◆ Goal 1 ◆
How much kosher salt does the cookie recipe call for?

◆ Text segment ◆
▼
Enter Ad Hoc at Home. When I saw that there was a recipe for chocolate chip cookies in a book by Thomas Keller, I figured that it must be some sort of ridiculous 70-step monster. You see, TK has a knack for recipes that aren’t friendly for the home cook. For instance, his chicken soup recipe requires individually cooking each of the components (e.g. carrots, celery, chicken, dumplings) before adding them to a separately prepared broth in the very last step. I was happy to find that his chocolate chip cookie recipe was quite reasonable in terms of methods. And, when a friend (who shall remain unnamed to protect his/her identity so his/her mother won’t be offended by the following quote) claimed “they might be the best cookies he/she has ever had”, I just had to post the recipe for him/her, which was halved and modified for the ingredients we had on hand (TK normally calls for dark brown sugar and mix of milk and dark chocolates – as well as sifting the chocolate before adding it in so you can eliminate really tiny pieces of chocolate so your cookies “look clean” … yea … if he just started with a bag of chips like us, he wouldn’t have that problem).

Ingredients:

__ 1 cup + 3 Tbs + 0.5 tsp all-purpose flour (don’t complain – I could have written 56.5 tsp)
__ 0.5 tsp baking soda, minus a smidgen
__ 0.5 tsp kosher salt
__ 0.25 lb (1 stick) cold unsalted butter (I don’t know why cold, but what TK wants, TK gets)
▲
◆ Task data ◆
▼
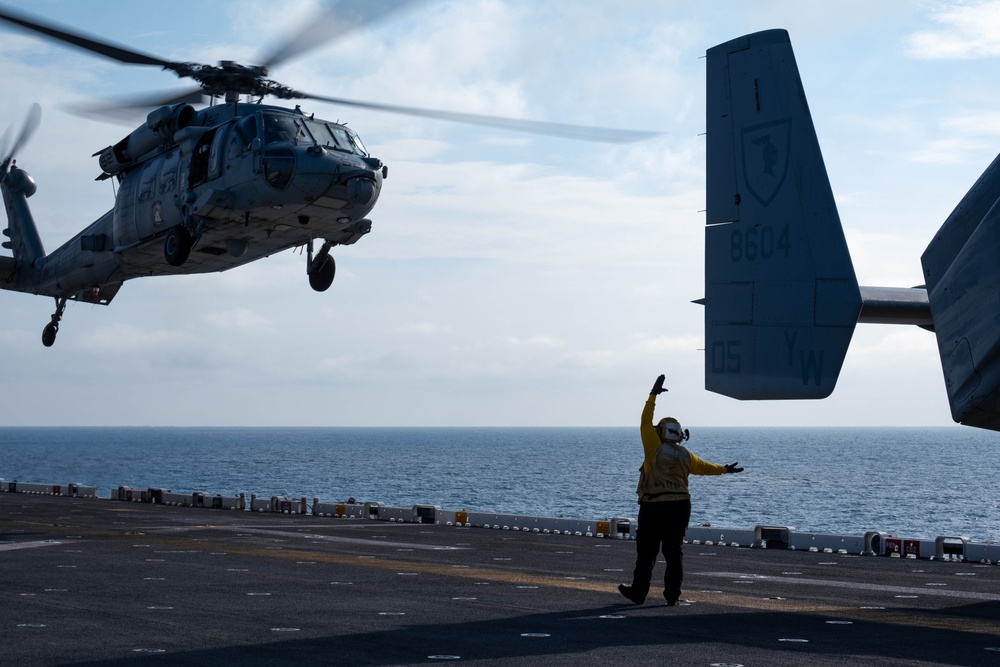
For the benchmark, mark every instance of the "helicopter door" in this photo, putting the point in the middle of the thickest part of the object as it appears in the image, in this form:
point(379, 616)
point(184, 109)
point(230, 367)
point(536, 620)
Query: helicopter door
point(124, 224)
point(205, 161)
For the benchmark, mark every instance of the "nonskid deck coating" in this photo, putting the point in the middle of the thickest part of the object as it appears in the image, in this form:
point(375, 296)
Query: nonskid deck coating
point(86, 581)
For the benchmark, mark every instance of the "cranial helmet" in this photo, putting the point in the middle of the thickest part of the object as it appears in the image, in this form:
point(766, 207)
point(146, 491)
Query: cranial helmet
point(669, 430)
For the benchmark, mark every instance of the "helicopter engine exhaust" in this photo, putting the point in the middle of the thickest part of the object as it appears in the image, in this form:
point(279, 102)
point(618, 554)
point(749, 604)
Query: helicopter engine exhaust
▲
◆ Goal 2 ◆
In the records, swap "benchmark" for "evaluation" from the first line up to and including the line with "point(86, 581)", and write those lines out again with everything else unchanged. Leave the pictures out.

◆ Exercise response 1 ◆
0.5 tsp

◆ Exercise response 2 ◆
For the evaluation, mark every instance of the "helicopter door" in this photo, putting the point in the middle of the thickest part of the object as it appears in the image, in this form:
point(379, 616)
point(184, 109)
point(230, 367)
point(536, 620)
Query: helicopter door
point(124, 224)
point(205, 161)
For the evaluation, mark every instance of the "nonskid deck coating" in this photo, putting the point in the middle of the thickest part of the object as it appears in the image, in this form:
point(375, 296)
Query: nonskid deck coating
point(86, 581)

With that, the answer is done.